**GEZEIGTER TEXTAUSZUG**

Franz Kafka Letzte Briefe
      
      An Julie und Hermann Kafka 
      in Prag
      Kierling bei Wien, Sanatorium Dr. Hoffmann, 2. Juni 1924
      
      Liebste Eltern, also die Besuche, von denen Ihr manchmal schreibt. Ich 
      überlege es jeden Tag, denn es ist für mich eine sehr wichtige Sache. So 
      schön wäre es, so lange waren wir schon nicht beisammen, das Prager 
      Beisammensein rechne ich nicht, das war eine Wohnungsstörung, aber 
      friedlich paar Tage beisammenzusein, in einer schönen Gegend, allein, ich 
      erinnere mich gar nicht, wann das eigentlich war, einmal paar Stunden in 
      Franzensbad. Und dann »ein gutes Glas Bier« zusammentrinken, wie Ihr 
      schreibt, woraus ich sehe, dass der Vater vom Heurigen nicht viel hält, 
      worin ich ihm hinsichtlich des Bieres auch zustimme. Übrigens sind wir, 
      wie ich mich jetzt während der Hitzen öfters erinnere, schon einmal 
      regelmässig gemeinsame Biertrinker gewesen, vor vielen Jahren, wenn der 
      Vater auf die Civilschwimmschule mich mitnahm.
      
      Das und vieles andere spricht für den Besuch, aber zu viel spricht 
      dagegen. Nun erstens wird ja wahrscheinlich der Vater wegen der 
      Passschwierigkeiten nicht kommen können. Das nimmt natürlich dem Besuch 
      einen grossen Teil seines Sinnes, vor allem aber wird dadurch die Mutter, 
      von wem immer sie auch sonst begleitet sei, allzusehr auf mich hingeleitet 
      sein, auf mich verwiesen sein und ich bin noch immer nicht sehr schön, gar 
      nicht sehenswert. Die Schwierigkeiten der ersten Zeit hier um und in Wien 
      kennt Ihr, sie haben mich etwas heruntergebracht; sie verhinderten ein 
      schnelles Hinuntergehn des Fiebers, das an meiner weitern Schwächung 
      arbeitete; die Überraschung der Kehlkopfsache schwächte in der ersten Zeit 
      mehr, als sachlich ihr zukam – erst jetzt arbeite ich mich mit der in der 
      Ferne völlig unvorstellbaren Hilfe von Dora und Robert (was wäre ich ohne 
      sie!) aus allen diesen Schwächungen hinaus. Störungen gibt es auch jetzt, 
      so z.B. ein noch nicht ganz überwundener Darmkathar aus den letzten Tagen.

**Gespeicherte Dateneinträge**
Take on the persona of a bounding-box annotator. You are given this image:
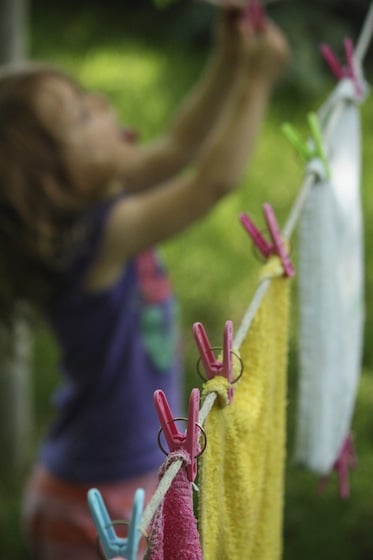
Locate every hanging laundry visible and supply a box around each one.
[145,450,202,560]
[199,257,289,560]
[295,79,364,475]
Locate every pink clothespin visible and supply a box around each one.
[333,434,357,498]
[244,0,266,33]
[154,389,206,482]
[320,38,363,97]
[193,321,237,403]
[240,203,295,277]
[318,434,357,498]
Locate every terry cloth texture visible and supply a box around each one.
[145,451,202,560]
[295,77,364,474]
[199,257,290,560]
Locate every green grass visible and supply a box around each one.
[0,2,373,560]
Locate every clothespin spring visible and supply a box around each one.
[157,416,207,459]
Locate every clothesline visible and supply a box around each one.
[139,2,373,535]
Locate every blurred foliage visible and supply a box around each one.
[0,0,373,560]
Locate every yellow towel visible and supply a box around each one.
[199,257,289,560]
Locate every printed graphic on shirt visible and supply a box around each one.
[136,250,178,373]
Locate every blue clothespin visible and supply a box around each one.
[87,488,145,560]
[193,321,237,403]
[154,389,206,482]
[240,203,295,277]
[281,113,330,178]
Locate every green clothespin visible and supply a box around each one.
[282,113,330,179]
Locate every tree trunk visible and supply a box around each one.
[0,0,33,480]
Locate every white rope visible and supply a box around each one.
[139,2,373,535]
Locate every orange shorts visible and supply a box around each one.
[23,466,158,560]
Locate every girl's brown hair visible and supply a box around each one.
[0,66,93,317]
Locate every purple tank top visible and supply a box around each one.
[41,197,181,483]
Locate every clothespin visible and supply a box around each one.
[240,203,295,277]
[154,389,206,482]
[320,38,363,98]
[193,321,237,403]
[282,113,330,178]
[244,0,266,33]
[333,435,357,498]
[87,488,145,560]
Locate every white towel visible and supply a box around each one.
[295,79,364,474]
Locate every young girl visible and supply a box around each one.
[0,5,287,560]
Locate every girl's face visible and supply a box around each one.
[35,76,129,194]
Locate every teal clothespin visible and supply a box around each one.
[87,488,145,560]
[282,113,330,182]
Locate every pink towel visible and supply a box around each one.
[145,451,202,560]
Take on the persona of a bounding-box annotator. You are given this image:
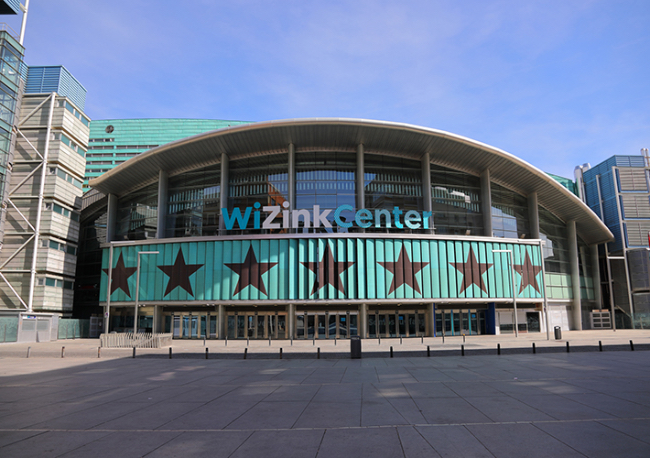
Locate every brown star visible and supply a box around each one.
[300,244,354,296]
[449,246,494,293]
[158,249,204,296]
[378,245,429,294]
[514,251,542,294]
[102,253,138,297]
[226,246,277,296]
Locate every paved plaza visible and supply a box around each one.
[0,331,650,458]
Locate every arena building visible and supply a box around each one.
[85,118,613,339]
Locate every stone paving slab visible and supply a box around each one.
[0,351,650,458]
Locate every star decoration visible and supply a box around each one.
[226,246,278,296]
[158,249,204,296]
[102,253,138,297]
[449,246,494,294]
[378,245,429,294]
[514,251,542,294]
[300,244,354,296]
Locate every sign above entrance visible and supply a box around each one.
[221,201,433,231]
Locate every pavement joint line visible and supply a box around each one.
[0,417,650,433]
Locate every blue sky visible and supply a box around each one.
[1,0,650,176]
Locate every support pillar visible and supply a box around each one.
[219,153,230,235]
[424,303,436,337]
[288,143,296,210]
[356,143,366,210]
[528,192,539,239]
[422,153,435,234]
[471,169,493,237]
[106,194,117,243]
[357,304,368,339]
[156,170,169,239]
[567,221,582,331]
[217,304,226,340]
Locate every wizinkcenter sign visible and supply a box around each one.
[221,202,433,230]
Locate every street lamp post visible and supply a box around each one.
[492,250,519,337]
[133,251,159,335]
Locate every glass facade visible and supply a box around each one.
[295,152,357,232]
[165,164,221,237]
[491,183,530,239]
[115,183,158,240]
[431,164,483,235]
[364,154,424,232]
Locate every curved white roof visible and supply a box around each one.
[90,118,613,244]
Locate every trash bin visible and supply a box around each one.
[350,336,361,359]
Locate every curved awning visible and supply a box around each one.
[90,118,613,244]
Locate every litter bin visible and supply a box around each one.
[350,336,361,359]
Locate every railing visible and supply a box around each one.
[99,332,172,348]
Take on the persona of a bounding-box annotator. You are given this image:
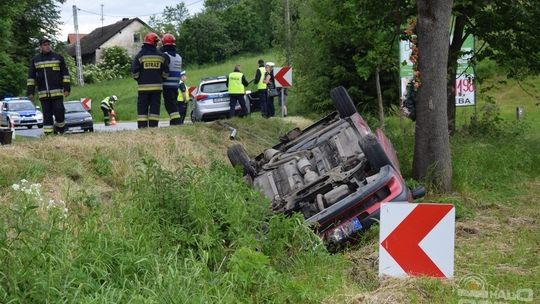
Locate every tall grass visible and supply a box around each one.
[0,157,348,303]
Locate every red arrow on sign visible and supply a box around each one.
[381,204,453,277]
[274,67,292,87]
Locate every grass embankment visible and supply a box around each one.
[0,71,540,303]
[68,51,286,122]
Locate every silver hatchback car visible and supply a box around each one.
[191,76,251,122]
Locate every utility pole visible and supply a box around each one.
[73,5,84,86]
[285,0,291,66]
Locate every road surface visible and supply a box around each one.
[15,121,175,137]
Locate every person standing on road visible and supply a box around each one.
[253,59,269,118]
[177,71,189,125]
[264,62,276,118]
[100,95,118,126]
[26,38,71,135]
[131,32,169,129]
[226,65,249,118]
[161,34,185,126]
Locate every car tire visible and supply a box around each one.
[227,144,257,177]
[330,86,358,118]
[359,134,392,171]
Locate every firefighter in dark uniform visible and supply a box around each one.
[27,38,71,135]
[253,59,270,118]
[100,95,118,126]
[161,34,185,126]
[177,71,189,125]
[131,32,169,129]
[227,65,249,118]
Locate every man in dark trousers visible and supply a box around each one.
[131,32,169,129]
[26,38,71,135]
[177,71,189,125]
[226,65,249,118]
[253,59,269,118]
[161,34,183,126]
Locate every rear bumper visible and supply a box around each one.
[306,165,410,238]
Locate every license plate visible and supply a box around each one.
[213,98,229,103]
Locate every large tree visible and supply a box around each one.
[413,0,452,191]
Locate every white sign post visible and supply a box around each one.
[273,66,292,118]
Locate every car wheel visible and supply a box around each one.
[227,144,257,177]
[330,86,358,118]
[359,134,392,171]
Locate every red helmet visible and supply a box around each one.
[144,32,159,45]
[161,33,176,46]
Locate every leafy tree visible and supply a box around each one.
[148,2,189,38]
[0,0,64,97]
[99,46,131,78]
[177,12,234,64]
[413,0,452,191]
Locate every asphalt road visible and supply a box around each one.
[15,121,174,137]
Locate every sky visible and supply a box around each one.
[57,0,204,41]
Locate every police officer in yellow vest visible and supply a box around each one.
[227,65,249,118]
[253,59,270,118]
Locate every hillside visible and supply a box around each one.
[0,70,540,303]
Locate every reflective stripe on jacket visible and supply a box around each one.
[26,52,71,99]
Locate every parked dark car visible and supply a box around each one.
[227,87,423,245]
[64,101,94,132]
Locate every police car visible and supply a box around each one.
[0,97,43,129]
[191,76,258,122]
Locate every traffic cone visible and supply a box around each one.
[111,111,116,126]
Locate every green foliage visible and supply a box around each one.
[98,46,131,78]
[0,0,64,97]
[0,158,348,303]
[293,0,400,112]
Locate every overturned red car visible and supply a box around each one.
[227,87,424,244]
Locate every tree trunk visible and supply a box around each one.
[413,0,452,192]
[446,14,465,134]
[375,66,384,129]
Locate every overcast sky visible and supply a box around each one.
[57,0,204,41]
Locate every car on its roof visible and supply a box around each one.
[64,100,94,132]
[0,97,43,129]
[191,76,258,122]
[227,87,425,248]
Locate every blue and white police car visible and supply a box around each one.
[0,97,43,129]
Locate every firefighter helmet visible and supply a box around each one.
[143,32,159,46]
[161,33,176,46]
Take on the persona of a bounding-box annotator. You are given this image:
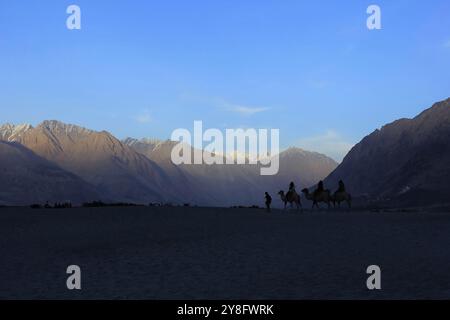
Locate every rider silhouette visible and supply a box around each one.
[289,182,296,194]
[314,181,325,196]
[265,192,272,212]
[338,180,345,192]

==

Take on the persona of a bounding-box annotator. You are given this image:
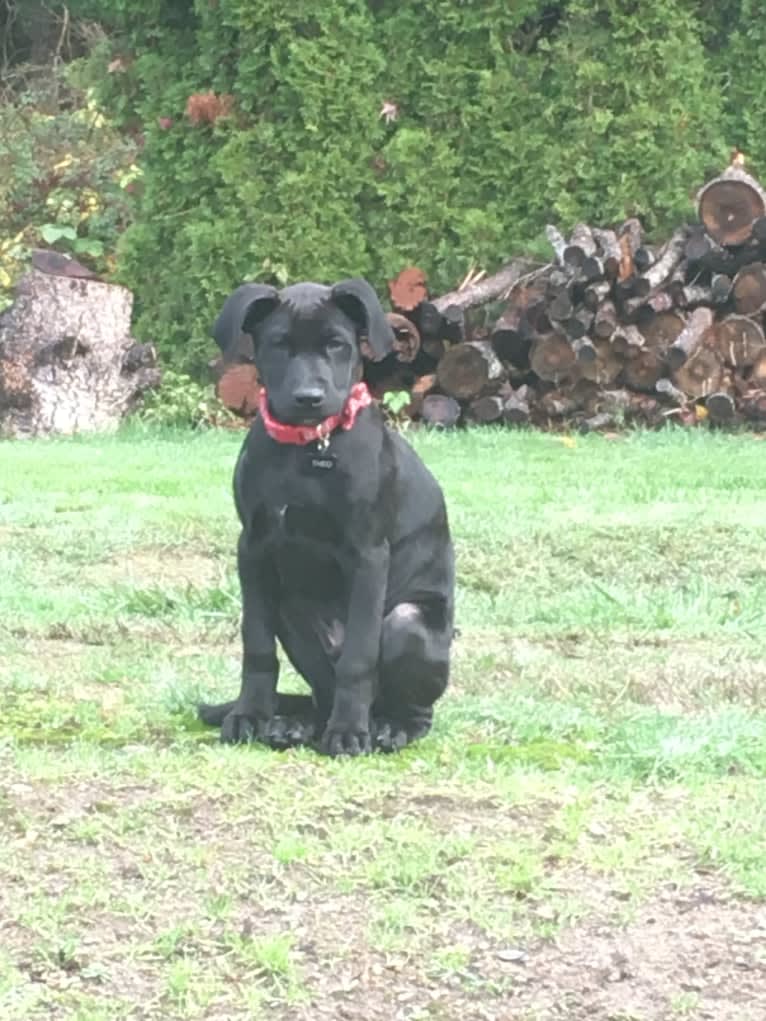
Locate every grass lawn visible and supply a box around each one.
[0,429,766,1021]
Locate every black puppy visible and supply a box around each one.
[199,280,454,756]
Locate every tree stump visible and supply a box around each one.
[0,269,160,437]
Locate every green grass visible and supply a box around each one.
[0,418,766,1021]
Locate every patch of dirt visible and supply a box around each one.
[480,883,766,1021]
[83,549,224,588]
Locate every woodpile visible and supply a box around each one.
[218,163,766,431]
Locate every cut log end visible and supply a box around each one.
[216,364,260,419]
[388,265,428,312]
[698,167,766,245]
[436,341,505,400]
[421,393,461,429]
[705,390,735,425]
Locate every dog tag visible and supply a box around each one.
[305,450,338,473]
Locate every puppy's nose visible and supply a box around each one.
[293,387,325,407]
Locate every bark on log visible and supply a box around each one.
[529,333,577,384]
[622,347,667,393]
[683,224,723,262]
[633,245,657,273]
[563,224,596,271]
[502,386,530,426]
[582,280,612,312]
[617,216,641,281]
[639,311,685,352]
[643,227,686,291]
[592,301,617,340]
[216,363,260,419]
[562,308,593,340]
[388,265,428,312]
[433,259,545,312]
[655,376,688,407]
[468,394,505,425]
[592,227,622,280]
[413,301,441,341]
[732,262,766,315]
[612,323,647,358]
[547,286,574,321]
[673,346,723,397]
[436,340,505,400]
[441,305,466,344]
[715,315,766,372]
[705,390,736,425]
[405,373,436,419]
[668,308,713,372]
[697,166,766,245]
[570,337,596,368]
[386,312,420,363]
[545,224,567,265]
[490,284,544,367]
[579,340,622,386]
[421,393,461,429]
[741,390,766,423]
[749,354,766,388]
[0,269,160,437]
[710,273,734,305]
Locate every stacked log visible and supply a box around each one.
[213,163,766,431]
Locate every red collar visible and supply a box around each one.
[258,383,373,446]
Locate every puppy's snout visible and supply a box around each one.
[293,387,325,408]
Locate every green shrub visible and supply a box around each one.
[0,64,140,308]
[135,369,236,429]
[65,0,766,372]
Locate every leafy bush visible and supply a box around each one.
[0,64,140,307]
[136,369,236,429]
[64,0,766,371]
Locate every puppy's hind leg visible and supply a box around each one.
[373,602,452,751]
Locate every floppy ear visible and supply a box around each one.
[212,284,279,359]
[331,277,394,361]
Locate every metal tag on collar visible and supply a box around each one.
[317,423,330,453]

**ÜBUNGSAUFGABEN**
1 – Schreib alle Ortsnamen auf, die im Brief an die Eltern vorkommen.
2 – Mit wem hat der Schreiber laut dem Brief an die Eltern früher regelmäßig Bier getrunken?
3 – Führ den Brief an die Eltern nach seinem letzten Satz weiter.

**ANTWORTEN NACHEINANDER**
1 – Prag, Kierling, Wien, Franzensbad

2 – Mit dem Vater, wenn der ihn auf die Civilschwimmschule mitnahm.

3 –
      Das alles wirkt zusammen, dass ich trotz meiner wunderbaren Helfer, trotz 
      guter Luft und Kost, fast täglichen Luftbades noch immer nicht recht 
      erholt bin, ja im Ganzen nicht einmal so imstande, wie etwa letzthin in 
      Prag. Rechnet Ihr noch hinzu, dass ich nur flüsternd sprechen darf und 
      auch dies nicht zu oft, Ihr werdet gern auch den Besuch verschieben. Alles 
      ist in den besten Anfängen – letzthin konstatierte ein Professor eine 
      wesentliche Besserung des Kehlkopfes und wenn ich auch gerade diesem sehr 
      liebenswürdigen und uneigennützigen Mann – er kommt wöchentlich einmal mit 
      eigenem Automobil heraus und verlangt dafür fast nichts, so waren mir 
      seine Worte doch ein grosser Trost – alles ist wie gesagt in den besten 
      Anfängen, aber noch die besten Anfänge sind nichts; wenn man dem Besuch – 
      und gar einem Besuch, wie Ihr es wäret – nicht grosse unleugbare, mit 
      Laienaugen messbare Fortschritte zeigen kann, soll man es lieber bleiben 
      lassen. Sollen wir es nicht also vorläufig bleiben lassen, meine lieben 
      Eltern?
      
      Dass Ihr etwa meine Behandlung hier verbessern oder bereichern könntet, 
      müsst Ihr nicht glauben. Zwar ist der Besitzer des Sanatoriums ein alter 
      kranker Herr, der sich mit der Sache nicht viel abgeben kann, und der 
      Verkehr mit dem sehr angenehmen Assistenzarzt ist mehr freundschaftlich 
      als medicinisch, aber ausser gelegentlichen Specialistenbesuchen ist vor 
      allem Robert da, der sich von mir nicht rührt und statt an seine Prüfungen 
      zu denken, mit allen seinen Kräften an mich denkt, dann ein junger Arzt, 
      zu dem ich grosses Vertrauen habe (ich verdanke ihn wie auch den oben 
      erwähnten Professor dem Arch. Ehrmann) und der 3 mal der Woche 
      herauskommt.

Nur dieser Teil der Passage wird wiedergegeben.